### Document section
────────────────

1. Introduction
I would like to start off by stating that I’m no expert when it comes down to Measure Theory, to say the least. I’m trying to make my way through Tom Lindstrøm’s “Introduction to Real Analysis”, but it takes time to wrap one’s head around real analysis.
So, what am I trying to do here? If you are familiar with probability you should remember the relation \(\mathbb{P}[x \le X \le x + \Delta{x}] \approx f_{X}(x) \Delta{x}\), where of course, \(X\) is a random variable and \(f_{X}(x)\) is a PDF. This is proven in some books, skimmed by in others. Eventhough you can find the proof yourself i couldn’t find one for joint probability of two random variables, for three r.v., and not even mentioning a random vector of an arbitrary size. Thus, i would like to derive those relations.
1.1. Assumption
To make matters clear, we are here using only differentiable and integrable functions, we don’t think if the function is Riemann integrable or Lebesgue integrable, it just is. We are dealing only with PDFs which satisfies those assumptions.

────────────────

### Short problem
Please sum up the introduction in two sentences. The material has no connection to the introduction.

### Data
────────────────

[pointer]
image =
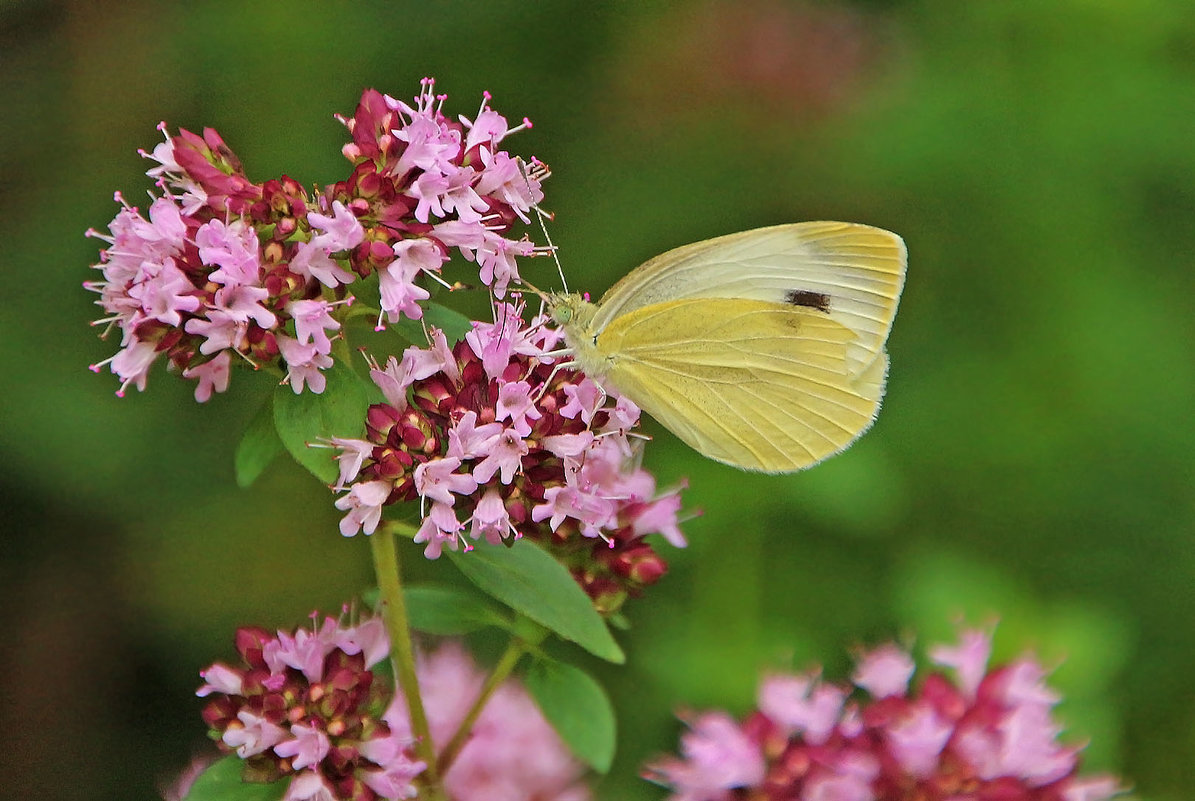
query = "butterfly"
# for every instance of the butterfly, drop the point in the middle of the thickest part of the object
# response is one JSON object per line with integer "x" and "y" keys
{"x": 763, "y": 349}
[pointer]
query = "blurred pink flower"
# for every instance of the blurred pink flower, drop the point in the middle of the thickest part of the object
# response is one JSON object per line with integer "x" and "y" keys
{"x": 988, "y": 734}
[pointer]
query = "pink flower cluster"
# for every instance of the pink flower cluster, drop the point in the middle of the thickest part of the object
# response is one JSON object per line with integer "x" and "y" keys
{"x": 986, "y": 735}
{"x": 307, "y": 705}
{"x": 201, "y": 287}
{"x": 423, "y": 184}
{"x": 494, "y": 440}
{"x": 512, "y": 754}
{"x": 221, "y": 270}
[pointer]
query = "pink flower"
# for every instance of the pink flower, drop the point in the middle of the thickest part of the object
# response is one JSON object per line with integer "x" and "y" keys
{"x": 484, "y": 432}
{"x": 717, "y": 756}
{"x": 341, "y": 231}
{"x": 512, "y": 754}
{"x": 213, "y": 375}
{"x": 233, "y": 248}
{"x": 440, "y": 527}
{"x": 968, "y": 658}
{"x": 313, "y": 322}
{"x": 305, "y": 364}
{"x": 363, "y": 505}
{"x": 800, "y": 704}
{"x": 306, "y": 707}
{"x": 884, "y": 671}
{"x": 990, "y": 735}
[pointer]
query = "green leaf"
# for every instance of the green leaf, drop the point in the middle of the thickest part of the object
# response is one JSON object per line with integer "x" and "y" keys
{"x": 221, "y": 782}
{"x": 306, "y": 417}
{"x": 535, "y": 585}
{"x": 445, "y": 610}
{"x": 577, "y": 708}
{"x": 454, "y": 324}
{"x": 259, "y": 445}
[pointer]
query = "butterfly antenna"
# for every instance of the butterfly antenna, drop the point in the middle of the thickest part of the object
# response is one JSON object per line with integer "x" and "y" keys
{"x": 540, "y": 214}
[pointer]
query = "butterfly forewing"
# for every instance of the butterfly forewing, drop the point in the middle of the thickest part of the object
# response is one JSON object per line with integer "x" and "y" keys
{"x": 851, "y": 273}
{"x": 755, "y": 384}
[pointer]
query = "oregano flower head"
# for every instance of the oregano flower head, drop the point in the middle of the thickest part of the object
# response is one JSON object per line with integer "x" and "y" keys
{"x": 987, "y": 733}
{"x": 494, "y": 440}
{"x": 221, "y": 270}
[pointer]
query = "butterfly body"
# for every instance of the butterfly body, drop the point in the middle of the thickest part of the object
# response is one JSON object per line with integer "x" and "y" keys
{"x": 763, "y": 349}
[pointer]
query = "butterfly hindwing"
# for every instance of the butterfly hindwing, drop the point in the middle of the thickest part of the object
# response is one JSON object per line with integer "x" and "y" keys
{"x": 754, "y": 384}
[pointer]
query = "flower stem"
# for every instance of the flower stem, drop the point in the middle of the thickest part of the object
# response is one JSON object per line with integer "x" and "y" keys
{"x": 402, "y": 652}
{"x": 501, "y": 672}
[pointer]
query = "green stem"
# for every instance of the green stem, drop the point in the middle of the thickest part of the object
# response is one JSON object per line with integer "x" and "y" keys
{"x": 402, "y": 652}
{"x": 501, "y": 672}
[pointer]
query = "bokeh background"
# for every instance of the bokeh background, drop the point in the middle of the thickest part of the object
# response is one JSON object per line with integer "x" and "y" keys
{"x": 1033, "y": 462}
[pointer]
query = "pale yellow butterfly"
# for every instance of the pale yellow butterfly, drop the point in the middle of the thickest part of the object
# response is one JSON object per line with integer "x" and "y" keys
{"x": 763, "y": 349}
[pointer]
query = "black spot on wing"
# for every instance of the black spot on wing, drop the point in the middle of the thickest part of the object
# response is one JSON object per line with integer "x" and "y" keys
{"x": 808, "y": 299}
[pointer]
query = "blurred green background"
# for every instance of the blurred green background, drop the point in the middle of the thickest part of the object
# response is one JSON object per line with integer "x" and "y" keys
{"x": 1033, "y": 462}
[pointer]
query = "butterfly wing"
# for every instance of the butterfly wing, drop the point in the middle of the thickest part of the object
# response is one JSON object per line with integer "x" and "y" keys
{"x": 852, "y": 273}
{"x": 754, "y": 384}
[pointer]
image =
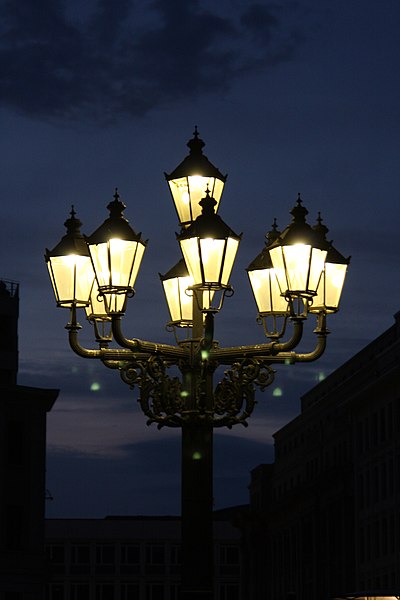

────────────────

### Completed exercise
The author, who claims no expertise in measure theory, sets out to derive versions of the approximation P[x ≤ X ≤ x + Δx] ≈ f_X(x)Δx for the joint probability of two or three random variables and for random vectors of arbitrary size, having found no proof for those cases. Only differentiable, integrable PDFs are considered, with no attention to whether they are Riemann or Lebesgue integrable.